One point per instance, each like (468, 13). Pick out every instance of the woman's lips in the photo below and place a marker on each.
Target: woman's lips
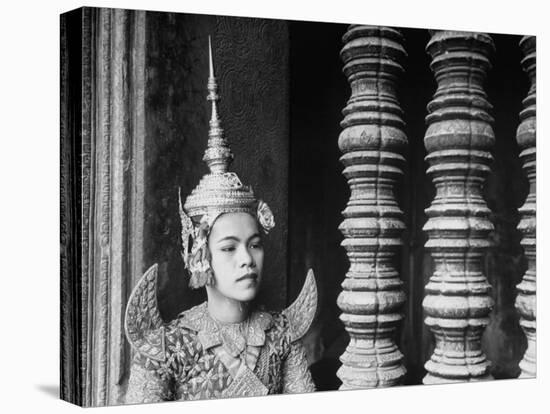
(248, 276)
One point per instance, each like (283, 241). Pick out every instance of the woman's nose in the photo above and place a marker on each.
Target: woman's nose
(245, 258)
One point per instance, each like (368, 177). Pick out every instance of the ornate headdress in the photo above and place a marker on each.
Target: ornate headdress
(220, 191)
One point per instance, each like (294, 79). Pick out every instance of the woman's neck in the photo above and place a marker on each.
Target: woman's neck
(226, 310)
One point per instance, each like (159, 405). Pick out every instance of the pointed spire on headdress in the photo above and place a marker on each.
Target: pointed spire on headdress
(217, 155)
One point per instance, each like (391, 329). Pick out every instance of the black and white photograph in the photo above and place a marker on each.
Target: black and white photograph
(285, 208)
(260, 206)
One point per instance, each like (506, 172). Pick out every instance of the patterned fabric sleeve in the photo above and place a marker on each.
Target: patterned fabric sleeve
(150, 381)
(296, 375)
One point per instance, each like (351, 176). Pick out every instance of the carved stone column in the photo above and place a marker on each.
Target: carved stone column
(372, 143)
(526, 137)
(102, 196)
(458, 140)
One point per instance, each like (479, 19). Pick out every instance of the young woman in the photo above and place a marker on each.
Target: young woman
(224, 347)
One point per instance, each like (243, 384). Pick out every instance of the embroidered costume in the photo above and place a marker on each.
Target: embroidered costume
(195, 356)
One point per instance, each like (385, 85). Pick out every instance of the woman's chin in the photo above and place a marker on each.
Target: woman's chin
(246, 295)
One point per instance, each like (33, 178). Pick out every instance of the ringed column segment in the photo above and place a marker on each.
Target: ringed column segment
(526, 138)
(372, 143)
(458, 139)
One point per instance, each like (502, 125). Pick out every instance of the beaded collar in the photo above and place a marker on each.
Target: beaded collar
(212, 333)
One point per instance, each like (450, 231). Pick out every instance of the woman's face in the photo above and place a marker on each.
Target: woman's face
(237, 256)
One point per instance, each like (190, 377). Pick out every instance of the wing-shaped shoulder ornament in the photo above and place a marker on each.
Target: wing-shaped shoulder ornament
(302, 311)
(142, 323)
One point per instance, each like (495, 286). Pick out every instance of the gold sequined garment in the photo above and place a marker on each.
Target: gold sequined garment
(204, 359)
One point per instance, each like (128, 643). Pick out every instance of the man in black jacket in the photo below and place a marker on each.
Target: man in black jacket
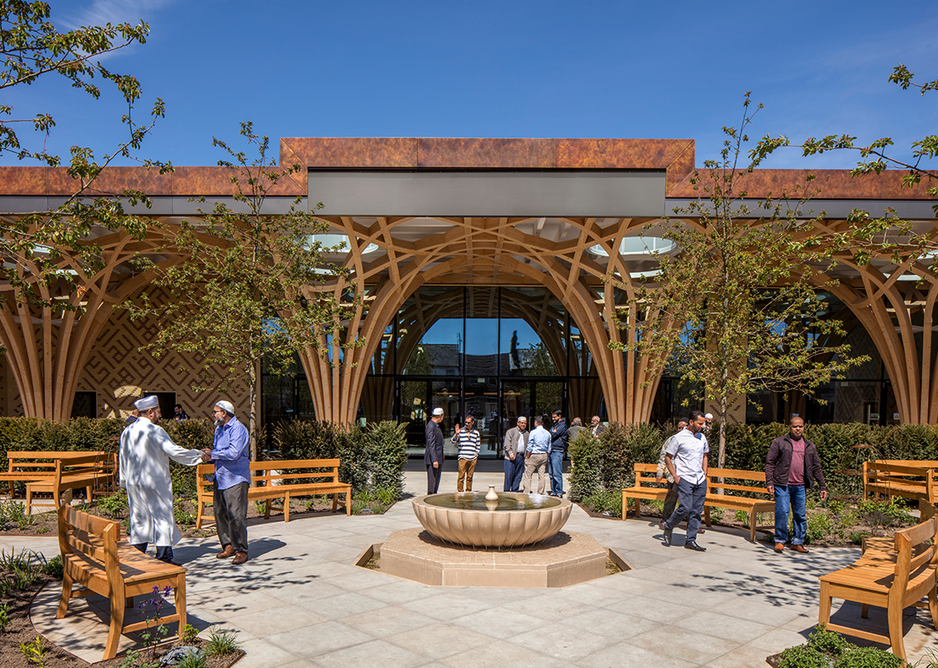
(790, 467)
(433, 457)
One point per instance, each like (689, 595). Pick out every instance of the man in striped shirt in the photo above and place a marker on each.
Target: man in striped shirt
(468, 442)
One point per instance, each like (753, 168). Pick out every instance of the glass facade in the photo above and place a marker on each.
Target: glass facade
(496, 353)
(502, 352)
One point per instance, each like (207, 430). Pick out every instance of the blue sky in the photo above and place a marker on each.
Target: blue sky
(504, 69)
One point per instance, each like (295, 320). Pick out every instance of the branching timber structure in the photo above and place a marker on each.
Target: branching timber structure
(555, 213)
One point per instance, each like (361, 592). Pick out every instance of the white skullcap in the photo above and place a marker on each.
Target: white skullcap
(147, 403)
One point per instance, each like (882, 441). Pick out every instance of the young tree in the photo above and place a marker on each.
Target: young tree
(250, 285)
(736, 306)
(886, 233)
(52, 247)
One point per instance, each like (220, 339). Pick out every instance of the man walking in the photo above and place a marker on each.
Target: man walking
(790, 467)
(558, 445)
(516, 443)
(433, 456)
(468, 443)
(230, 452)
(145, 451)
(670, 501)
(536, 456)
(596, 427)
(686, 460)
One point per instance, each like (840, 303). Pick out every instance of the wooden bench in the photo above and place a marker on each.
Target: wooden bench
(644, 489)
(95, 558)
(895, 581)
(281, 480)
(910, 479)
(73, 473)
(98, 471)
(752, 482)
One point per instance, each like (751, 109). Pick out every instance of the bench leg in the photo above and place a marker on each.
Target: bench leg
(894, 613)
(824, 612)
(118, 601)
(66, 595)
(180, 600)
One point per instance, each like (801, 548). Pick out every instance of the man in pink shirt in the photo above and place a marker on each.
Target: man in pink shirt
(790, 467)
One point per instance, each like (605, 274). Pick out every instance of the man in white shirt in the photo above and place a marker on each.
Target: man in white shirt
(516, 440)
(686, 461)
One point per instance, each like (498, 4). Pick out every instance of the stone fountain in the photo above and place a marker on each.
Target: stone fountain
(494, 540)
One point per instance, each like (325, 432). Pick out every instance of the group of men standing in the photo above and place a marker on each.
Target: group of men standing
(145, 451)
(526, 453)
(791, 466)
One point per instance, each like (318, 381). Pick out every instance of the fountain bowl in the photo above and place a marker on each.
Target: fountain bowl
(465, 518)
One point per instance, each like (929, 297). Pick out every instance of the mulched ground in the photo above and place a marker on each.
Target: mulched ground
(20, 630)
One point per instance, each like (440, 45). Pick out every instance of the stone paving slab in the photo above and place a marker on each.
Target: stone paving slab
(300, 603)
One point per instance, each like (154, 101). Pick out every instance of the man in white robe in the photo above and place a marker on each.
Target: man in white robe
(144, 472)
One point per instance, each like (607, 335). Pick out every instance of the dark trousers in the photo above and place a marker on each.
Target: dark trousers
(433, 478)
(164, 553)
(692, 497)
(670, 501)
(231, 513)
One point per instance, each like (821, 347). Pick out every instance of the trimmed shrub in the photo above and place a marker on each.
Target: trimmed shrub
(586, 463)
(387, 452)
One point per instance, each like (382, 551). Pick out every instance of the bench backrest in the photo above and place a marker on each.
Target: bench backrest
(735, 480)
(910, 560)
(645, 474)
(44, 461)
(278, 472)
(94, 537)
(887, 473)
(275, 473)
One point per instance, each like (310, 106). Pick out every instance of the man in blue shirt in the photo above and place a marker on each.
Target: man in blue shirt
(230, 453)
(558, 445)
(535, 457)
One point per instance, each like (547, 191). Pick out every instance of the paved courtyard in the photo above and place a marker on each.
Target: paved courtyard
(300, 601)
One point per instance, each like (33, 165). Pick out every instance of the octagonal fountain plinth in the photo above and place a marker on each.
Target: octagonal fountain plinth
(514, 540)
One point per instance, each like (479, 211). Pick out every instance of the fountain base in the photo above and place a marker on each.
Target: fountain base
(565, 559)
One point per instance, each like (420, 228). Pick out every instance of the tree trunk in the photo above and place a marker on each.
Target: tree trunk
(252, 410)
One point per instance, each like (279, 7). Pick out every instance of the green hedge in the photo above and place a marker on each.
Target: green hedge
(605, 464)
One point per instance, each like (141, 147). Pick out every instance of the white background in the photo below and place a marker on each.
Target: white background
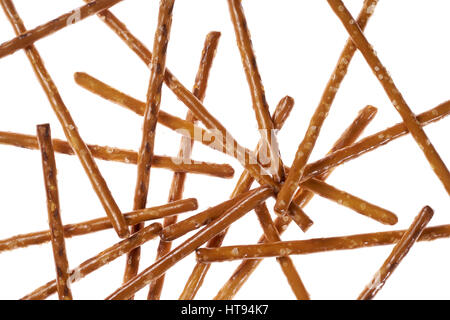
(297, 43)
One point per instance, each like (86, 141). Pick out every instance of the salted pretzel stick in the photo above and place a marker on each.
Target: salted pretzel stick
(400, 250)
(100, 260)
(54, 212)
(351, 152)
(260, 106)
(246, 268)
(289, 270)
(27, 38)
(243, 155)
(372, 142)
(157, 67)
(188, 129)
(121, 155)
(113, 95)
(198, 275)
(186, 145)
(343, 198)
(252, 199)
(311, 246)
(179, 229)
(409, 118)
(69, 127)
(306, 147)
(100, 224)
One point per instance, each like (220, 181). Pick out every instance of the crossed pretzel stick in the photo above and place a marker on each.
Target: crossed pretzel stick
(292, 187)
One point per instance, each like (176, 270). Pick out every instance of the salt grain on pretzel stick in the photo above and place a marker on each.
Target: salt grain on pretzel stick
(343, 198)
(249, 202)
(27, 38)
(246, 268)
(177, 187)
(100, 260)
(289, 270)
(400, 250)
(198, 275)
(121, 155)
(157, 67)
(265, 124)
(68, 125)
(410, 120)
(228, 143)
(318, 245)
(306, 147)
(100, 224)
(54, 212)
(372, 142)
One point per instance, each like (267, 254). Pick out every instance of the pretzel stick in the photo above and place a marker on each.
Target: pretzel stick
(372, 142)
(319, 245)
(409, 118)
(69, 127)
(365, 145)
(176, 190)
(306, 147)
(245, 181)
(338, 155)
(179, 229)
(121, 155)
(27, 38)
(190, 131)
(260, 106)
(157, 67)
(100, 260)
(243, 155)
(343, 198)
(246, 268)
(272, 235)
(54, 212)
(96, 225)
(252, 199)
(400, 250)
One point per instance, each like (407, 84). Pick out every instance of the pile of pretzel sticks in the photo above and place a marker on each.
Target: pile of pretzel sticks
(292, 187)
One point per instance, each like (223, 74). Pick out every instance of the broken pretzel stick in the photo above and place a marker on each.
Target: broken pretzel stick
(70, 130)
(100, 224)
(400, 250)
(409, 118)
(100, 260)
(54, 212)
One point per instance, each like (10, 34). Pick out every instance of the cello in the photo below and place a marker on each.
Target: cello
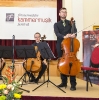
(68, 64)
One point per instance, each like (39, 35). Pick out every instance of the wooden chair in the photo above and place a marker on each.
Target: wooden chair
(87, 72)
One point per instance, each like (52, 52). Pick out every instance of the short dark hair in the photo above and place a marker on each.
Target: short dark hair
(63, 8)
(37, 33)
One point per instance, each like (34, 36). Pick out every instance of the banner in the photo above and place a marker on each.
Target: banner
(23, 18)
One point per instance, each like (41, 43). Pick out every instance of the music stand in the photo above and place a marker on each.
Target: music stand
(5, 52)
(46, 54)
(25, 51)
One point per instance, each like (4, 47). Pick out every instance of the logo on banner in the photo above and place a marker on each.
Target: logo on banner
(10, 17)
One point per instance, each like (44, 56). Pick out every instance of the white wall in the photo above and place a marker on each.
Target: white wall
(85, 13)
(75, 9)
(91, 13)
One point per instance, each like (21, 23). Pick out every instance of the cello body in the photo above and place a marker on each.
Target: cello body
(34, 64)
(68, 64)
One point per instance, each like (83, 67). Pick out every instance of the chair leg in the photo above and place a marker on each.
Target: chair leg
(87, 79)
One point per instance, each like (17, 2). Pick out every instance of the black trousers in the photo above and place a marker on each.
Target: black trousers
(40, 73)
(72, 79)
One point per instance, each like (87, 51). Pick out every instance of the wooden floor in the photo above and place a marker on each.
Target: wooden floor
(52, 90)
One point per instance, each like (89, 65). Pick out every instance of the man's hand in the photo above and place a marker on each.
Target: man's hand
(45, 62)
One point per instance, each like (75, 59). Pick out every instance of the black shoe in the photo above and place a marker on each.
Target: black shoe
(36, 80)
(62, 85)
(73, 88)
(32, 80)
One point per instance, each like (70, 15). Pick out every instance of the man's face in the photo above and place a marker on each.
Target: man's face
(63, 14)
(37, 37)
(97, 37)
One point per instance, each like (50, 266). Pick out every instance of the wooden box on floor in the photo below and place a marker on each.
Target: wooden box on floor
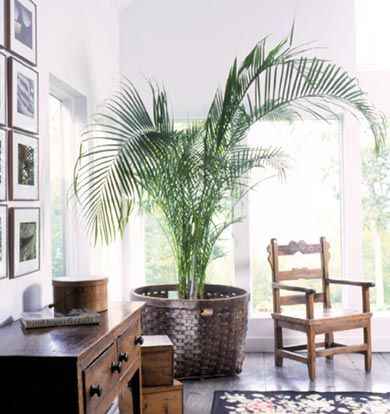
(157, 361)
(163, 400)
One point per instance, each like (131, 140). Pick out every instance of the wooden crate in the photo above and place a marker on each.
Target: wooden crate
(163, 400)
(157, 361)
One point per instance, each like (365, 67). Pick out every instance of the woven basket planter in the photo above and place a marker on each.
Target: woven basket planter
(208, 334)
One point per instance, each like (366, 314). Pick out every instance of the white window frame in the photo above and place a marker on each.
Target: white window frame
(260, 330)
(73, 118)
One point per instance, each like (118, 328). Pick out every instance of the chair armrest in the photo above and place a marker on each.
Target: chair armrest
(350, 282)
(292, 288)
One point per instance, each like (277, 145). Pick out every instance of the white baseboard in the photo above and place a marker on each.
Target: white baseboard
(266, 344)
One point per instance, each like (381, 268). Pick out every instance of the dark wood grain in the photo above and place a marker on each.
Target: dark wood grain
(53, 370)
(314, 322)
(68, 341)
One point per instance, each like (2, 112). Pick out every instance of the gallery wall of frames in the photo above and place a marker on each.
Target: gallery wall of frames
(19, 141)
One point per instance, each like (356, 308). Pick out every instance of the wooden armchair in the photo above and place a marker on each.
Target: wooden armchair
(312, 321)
**********
## Task details
Copy out exactly the lines between the line containing "One point per instance, each like (89, 65)." and the end of the entries, including both, and leave the pictures behind.

## Full answer
One point per instance, each like (89, 65). Pick out every instance of the man's hand in the photo above and place a marker on each.
Target: man's hand
(45, 62)
One point per instance, each like (75, 59). Pick out every instance of the black shoe in the photo above and place a marker on each.
Target: black shoe
(36, 80)
(62, 85)
(73, 88)
(32, 80)
One point per instance, each like (70, 15). Pick out every instance of the man's face in the photo above and place a marker on each.
Target: man's face
(63, 14)
(37, 37)
(97, 37)
One point per instance, each like (50, 266). Pick out every instance of the wooden box on floor in the photo below and place a marker on each.
Target: wooden box on floor
(157, 361)
(163, 400)
One point per instance, each like (131, 140). Pick out every instance of the wooden crate in the photo above and place a marker on each.
Target: wooden crate
(163, 400)
(157, 361)
One point per instance, each like (365, 67). Pick out every instance of the woven basket planter in the photo above and place a marker on each.
Target: woven basket planter
(208, 334)
One point per instance, each like (366, 314). Pick out every instance of the white window frame in the photo above and place a marker on each.
Target: white window frame
(260, 330)
(73, 118)
One point per instance, each like (118, 328). Pick out every instance of the chair armrest in the photo above and place a marker on each.
Target: chair armrest
(350, 282)
(292, 288)
One point per instance, each like (277, 145). Pick out every instance of the white baseboard in the photo above and place a marker on each.
Target: white baseboard
(266, 344)
One point per instance, each like (381, 268). Pick out every instance of the dark wood grain in the photo above and place a marker on each.
Target: dark wood grain
(53, 370)
(314, 322)
(68, 341)
One point per instance, each like (2, 112). Pick out every instance of the gallery wall of frames in the photo above and place a marker on each.
Target: gallery wall of frames
(19, 141)
One point per instance, each like (356, 308). Pick out every instance of the wooden armchair in the photo above and place a marker on each.
Target: wooden armchair
(312, 321)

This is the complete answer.